§ **Written request**:
Collect every line in the data below that contains the word "plant", and list each of those lines in full.

§ **Record set**:
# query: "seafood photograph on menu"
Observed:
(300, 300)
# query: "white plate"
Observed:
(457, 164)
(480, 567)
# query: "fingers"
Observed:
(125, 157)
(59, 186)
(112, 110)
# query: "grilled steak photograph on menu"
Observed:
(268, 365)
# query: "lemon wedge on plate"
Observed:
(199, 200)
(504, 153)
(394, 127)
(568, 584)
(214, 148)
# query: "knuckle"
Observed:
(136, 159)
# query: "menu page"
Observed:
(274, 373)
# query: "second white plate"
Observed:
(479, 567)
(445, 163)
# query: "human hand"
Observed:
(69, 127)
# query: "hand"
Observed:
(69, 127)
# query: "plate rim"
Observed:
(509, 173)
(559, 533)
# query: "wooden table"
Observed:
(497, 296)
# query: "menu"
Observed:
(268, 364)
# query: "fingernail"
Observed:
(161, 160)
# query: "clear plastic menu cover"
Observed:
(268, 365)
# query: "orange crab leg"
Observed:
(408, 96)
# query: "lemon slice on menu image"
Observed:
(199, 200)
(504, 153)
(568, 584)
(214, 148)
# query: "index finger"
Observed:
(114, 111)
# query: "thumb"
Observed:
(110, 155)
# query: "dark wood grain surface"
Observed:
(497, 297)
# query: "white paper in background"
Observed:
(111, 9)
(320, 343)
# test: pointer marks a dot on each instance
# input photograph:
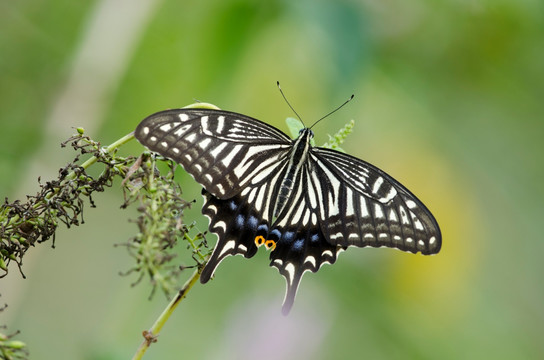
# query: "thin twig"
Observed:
(150, 336)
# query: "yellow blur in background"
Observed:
(448, 100)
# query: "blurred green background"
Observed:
(449, 100)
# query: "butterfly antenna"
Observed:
(335, 110)
(287, 101)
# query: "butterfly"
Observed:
(303, 203)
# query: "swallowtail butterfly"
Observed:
(303, 203)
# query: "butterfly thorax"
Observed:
(298, 156)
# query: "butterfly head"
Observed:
(306, 133)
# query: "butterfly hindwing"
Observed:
(373, 210)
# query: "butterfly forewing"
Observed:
(223, 151)
(303, 203)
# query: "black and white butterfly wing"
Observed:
(330, 200)
(363, 206)
(222, 150)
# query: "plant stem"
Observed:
(150, 335)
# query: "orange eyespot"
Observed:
(270, 244)
(259, 240)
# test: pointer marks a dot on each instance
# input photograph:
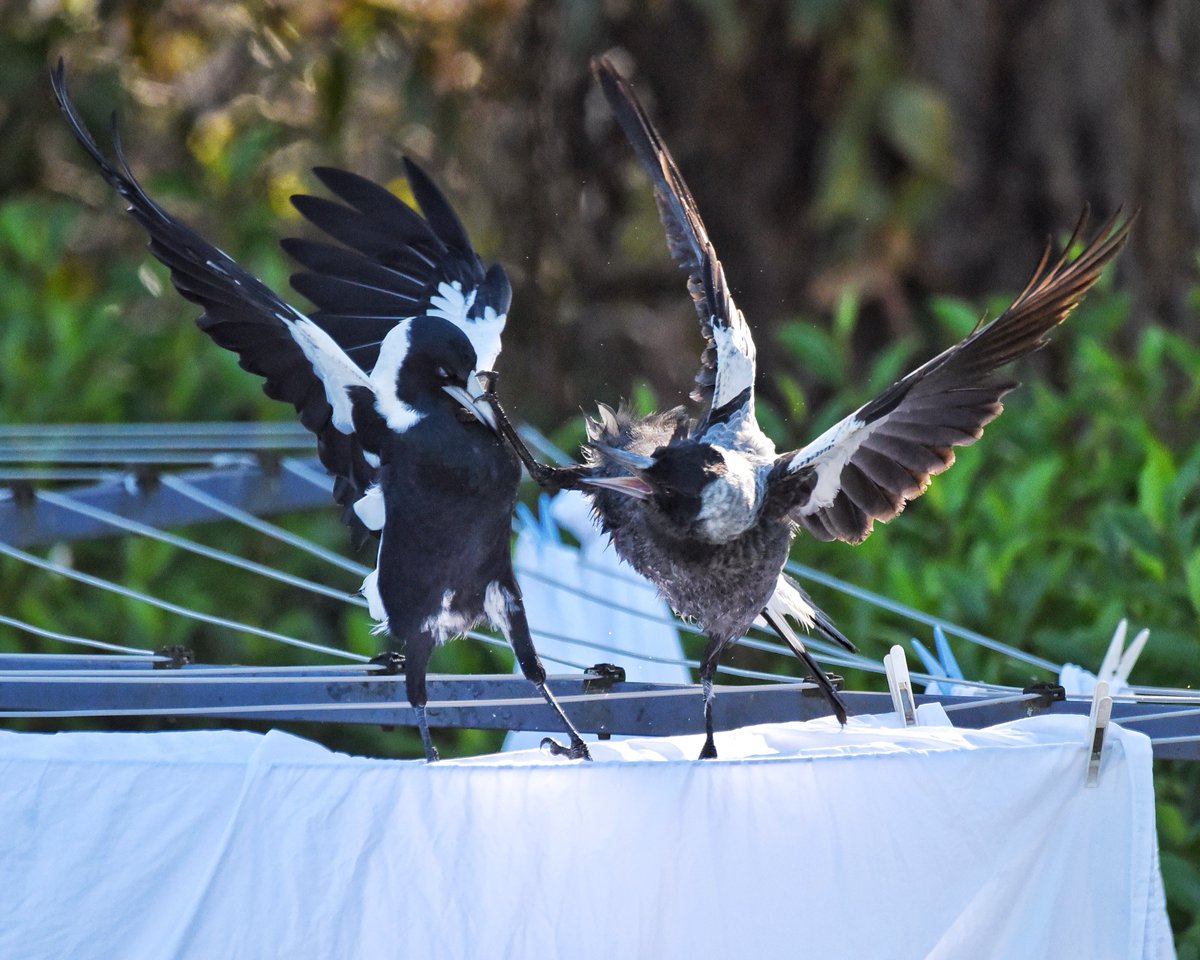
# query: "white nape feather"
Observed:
(397, 414)
(485, 337)
(735, 361)
(730, 504)
(370, 508)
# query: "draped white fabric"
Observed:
(803, 840)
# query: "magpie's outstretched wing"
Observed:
(868, 466)
(395, 264)
(297, 360)
(725, 381)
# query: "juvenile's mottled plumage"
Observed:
(707, 510)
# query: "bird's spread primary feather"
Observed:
(708, 513)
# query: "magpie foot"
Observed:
(577, 750)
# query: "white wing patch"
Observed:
(399, 415)
(451, 304)
(829, 454)
(735, 361)
(787, 601)
(370, 508)
(335, 370)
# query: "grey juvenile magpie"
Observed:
(707, 508)
(390, 411)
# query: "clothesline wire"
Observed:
(166, 605)
(262, 526)
(192, 546)
(97, 645)
(307, 473)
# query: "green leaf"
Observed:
(1155, 483)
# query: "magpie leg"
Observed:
(829, 691)
(544, 475)
(707, 670)
(513, 623)
(415, 664)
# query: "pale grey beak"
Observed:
(631, 486)
(477, 407)
(630, 461)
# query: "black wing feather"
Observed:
(393, 261)
(240, 312)
(886, 451)
(687, 235)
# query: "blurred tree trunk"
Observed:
(1062, 102)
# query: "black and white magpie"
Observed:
(708, 509)
(436, 484)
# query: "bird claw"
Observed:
(577, 750)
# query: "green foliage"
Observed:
(1080, 505)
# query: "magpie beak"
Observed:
(477, 407)
(631, 462)
(631, 486)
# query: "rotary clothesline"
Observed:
(283, 483)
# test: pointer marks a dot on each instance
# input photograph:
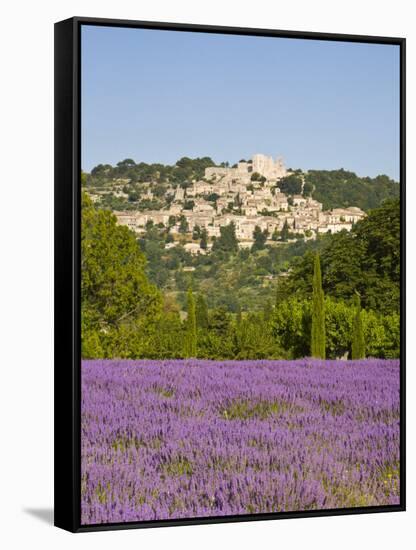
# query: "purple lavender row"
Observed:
(177, 439)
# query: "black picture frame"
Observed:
(67, 269)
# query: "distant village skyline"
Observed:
(156, 96)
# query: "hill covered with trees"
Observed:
(333, 188)
(141, 301)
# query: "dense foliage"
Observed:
(176, 439)
(365, 260)
(134, 308)
(339, 188)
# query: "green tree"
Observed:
(183, 225)
(358, 344)
(260, 238)
(318, 313)
(201, 312)
(115, 290)
(204, 239)
(285, 233)
(190, 336)
(227, 241)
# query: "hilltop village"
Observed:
(246, 195)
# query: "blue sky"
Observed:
(156, 96)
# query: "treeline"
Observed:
(180, 173)
(365, 260)
(124, 315)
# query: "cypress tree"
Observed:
(201, 311)
(358, 343)
(318, 313)
(190, 337)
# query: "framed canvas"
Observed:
(229, 274)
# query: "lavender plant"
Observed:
(193, 438)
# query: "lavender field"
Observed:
(194, 438)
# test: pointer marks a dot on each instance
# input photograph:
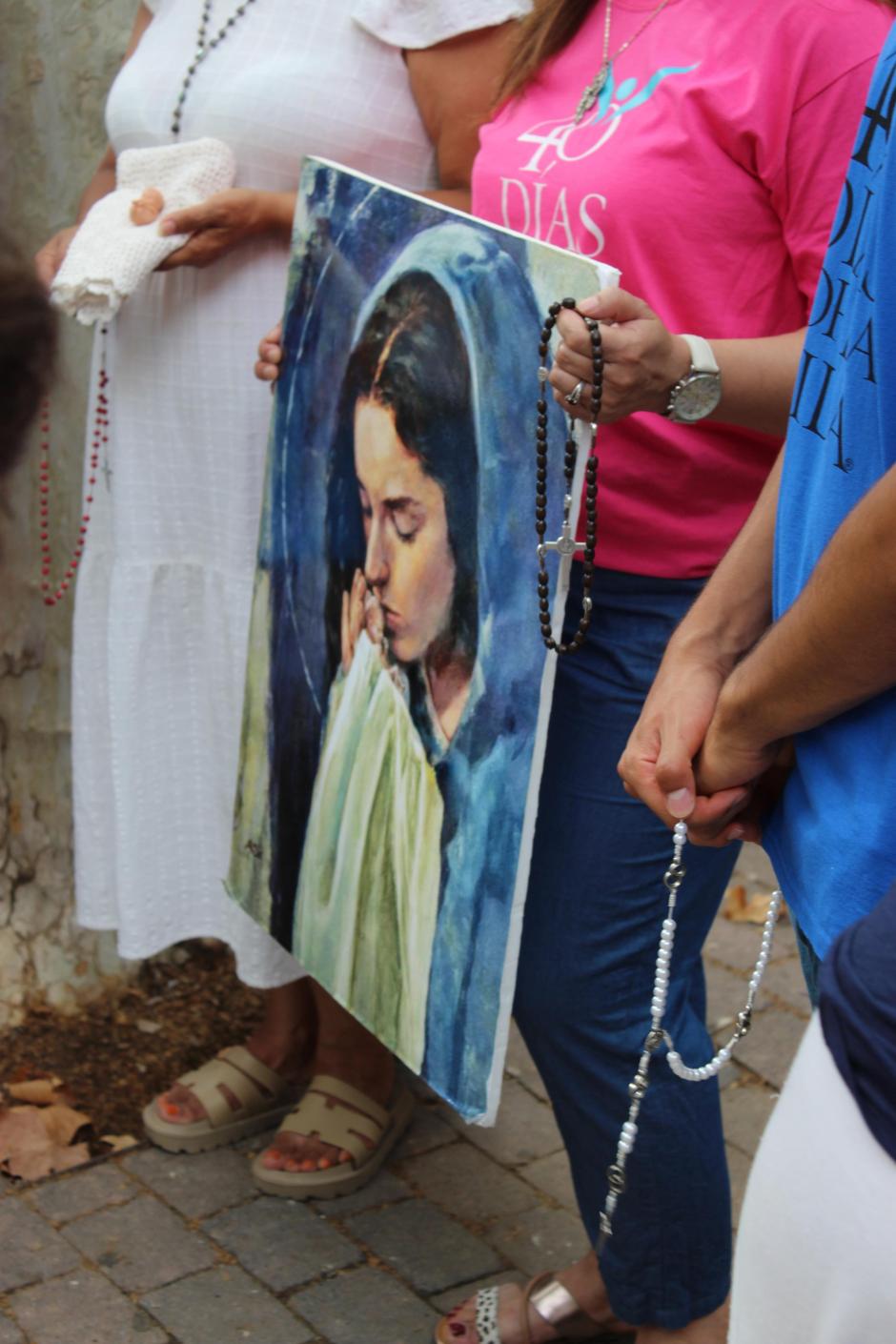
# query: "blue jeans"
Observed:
(590, 938)
(809, 961)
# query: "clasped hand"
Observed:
(691, 757)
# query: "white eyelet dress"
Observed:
(164, 589)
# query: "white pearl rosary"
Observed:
(657, 1035)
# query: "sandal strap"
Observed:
(486, 1316)
(252, 1084)
(255, 1069)
(344, 1091)
(324, 1116)
(557, 1305)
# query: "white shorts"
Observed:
(816, 1255)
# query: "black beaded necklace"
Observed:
(566, 543)
(204, 46)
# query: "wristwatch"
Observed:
(698, 394)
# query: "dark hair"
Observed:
(27, 350)
(411, 359)
(545, 31)
(548, 29)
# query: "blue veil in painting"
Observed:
(484, 773)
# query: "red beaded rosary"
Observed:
(99, 437)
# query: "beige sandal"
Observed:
(554, 1302)
(320, 1114)
(262, 1097)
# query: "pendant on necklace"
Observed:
(593, 92)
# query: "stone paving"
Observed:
(152, 1249)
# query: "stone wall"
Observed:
(58, 59)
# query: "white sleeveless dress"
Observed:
(164, 589)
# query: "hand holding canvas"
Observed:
(226, 220)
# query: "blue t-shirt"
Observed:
(833, 836)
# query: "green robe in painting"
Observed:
(368, 886)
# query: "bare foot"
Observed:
(347, 1051)
(282, 1042)
(581, 1280)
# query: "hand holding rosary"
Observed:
(675, 874)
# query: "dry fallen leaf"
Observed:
(62, 1123)
(29, 1152)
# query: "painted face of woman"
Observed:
(409, 560)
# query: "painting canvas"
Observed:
(397, 685)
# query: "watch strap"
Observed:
(702, 357)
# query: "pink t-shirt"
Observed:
(709, 173)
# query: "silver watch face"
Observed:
(695, 397)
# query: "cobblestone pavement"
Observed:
(152, 1249)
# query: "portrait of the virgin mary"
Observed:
(397, 608)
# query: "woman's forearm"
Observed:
(758, 380)
(758, 377)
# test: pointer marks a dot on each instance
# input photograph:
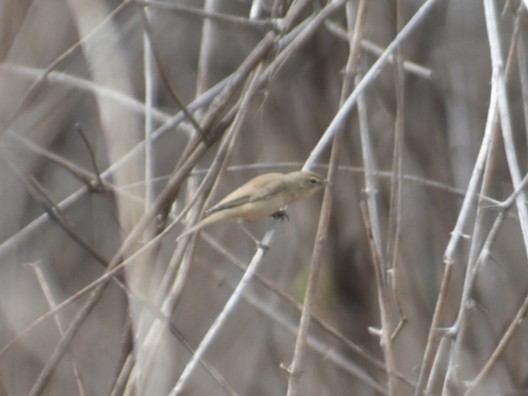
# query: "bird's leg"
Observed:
(259, 244)
(281, 215)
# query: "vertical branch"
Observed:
(395, 209)
(206, 49)
(149, 124)
(356, 31)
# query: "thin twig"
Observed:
(51, 302)
(263, 25)
(367, 79)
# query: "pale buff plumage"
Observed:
(261, 197)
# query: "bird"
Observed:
(263, 196)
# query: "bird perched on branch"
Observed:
(262, 196)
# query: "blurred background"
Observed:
(122, 120)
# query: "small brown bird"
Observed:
(263, 196)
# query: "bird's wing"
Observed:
(249, 193)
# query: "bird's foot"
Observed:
(263, 247)
(281, 215)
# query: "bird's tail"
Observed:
(213, 218)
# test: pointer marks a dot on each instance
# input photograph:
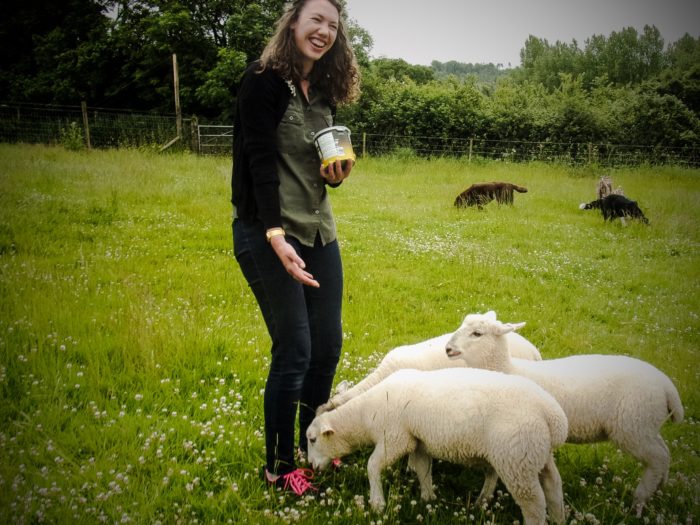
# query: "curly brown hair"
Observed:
(336, 74)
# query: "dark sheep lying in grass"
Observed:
(616, 206)
(482, 193)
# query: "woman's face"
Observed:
(315, 30)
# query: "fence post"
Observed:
(86, 125)
(194, 134)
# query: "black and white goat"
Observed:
(616, 206)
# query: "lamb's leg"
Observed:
(381, 458)
(654, 455)
(553, 493)
(490, 480)
(339, 399)
(528, 494)
(422, 464)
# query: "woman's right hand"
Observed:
(291, 261)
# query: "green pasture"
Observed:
(133, 356)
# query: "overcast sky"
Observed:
(484, 31)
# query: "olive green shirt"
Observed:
(304, 202)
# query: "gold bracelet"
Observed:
(273, 232)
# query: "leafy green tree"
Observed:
(52, 52)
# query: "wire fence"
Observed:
(82, 126)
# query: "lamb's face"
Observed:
(479, 340)
(320, 438)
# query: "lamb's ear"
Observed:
(516, 326)
(326, 430)
(503, 328)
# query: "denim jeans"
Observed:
(304, 324)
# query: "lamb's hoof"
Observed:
(377, 506)
(342, 387)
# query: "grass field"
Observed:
(133, 356)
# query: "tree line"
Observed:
(628, 87)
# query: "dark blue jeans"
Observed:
(304, 324)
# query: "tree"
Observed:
(52, 52)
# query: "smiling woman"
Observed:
(284, 232)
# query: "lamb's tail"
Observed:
(557, 422)
(673, 400)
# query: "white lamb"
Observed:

§ **Result**:
# query: "plant stem"
# query: "lavender plant"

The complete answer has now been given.